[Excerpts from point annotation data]
________________________
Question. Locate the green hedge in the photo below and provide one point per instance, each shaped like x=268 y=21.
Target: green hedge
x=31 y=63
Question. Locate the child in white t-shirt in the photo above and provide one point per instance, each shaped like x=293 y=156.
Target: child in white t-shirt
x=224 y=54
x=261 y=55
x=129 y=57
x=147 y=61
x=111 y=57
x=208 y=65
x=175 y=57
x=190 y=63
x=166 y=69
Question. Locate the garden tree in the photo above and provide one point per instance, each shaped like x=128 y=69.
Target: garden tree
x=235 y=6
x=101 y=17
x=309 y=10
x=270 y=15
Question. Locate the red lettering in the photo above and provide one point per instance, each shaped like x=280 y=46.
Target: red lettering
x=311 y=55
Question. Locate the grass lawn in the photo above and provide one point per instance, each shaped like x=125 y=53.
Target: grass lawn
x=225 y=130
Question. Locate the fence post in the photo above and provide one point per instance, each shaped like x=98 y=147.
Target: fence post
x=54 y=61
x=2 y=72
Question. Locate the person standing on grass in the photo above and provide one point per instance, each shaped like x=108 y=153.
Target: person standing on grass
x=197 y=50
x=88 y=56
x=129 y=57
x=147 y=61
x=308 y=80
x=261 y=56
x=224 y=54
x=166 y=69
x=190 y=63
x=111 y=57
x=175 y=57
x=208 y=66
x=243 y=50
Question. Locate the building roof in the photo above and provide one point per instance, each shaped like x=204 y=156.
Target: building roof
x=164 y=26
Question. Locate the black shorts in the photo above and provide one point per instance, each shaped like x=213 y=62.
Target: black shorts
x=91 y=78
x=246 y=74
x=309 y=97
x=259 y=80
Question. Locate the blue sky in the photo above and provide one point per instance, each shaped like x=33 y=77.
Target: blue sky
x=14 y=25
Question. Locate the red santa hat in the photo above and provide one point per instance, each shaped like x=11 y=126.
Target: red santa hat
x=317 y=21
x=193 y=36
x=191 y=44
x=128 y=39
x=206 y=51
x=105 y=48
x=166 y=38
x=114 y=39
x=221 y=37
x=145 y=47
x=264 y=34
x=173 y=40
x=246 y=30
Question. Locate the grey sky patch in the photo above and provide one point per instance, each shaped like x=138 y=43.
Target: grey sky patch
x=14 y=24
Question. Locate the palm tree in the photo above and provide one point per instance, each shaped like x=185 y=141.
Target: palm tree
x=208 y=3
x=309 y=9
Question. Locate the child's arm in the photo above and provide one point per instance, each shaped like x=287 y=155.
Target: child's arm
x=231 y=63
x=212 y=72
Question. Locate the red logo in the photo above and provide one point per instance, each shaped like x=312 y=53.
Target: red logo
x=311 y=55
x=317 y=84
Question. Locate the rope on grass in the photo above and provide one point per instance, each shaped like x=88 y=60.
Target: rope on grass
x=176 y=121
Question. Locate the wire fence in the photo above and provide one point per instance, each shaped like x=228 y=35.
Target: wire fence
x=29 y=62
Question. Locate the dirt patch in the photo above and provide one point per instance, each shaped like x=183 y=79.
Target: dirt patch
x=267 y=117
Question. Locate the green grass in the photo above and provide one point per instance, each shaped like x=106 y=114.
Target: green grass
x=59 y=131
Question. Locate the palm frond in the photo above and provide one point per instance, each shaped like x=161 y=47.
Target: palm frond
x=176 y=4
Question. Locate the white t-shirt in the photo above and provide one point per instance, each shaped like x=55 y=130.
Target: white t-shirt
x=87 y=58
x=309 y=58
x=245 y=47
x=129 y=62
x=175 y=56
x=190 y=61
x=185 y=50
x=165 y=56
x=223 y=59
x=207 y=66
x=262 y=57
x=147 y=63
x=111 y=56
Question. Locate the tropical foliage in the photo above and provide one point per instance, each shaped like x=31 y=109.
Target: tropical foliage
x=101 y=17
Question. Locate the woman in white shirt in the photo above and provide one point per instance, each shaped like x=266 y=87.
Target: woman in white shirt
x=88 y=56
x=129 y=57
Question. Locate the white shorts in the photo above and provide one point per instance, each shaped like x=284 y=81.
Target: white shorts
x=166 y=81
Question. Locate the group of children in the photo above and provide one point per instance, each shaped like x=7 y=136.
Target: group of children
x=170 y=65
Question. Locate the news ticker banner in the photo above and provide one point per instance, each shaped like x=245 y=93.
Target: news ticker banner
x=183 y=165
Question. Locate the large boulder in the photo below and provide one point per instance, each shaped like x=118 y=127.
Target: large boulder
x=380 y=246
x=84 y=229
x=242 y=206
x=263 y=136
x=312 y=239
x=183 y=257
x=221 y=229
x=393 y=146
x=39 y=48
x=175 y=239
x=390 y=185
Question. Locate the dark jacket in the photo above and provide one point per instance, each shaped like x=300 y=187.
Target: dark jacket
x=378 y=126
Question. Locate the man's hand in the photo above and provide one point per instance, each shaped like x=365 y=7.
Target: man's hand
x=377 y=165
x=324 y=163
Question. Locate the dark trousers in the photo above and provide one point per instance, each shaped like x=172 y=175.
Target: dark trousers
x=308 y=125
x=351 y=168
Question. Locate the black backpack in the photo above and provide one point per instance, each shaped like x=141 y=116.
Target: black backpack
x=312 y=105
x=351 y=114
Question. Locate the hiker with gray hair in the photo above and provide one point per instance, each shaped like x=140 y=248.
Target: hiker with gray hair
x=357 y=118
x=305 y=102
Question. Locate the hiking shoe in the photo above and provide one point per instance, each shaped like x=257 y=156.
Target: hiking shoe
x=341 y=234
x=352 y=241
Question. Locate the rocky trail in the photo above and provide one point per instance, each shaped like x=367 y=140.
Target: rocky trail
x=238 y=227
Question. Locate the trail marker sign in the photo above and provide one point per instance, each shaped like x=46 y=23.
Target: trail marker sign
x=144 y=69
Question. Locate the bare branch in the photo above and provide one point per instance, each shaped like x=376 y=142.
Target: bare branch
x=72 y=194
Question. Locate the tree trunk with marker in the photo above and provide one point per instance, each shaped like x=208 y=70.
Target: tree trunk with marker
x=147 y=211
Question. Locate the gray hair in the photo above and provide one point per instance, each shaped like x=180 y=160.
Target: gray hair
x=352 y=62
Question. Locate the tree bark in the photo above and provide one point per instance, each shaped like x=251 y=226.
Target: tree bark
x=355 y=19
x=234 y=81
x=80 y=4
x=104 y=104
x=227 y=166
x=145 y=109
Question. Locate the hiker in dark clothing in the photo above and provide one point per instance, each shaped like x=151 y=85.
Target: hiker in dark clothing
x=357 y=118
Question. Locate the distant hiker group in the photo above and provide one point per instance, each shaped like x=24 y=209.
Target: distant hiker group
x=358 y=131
________________________
— Work to complete —
Can you rewrite the records from the line with "Question. Locate the dark jacket" to the line with "x=324 y=163", changing "dark jacket" to "black jacket" and leaving everything else the same?

— Written reply —
Question. Locate the black jacket in the photo above and provide one point per instance, each shaped like x=300 y=187.
Target: black jacket
x=378 y=126
Question. Locate the man's hand in the photo above and provide one point per instance, each shaped like x=365 y=7.
Target: man's hand
x=377 y=165
x=324 y=163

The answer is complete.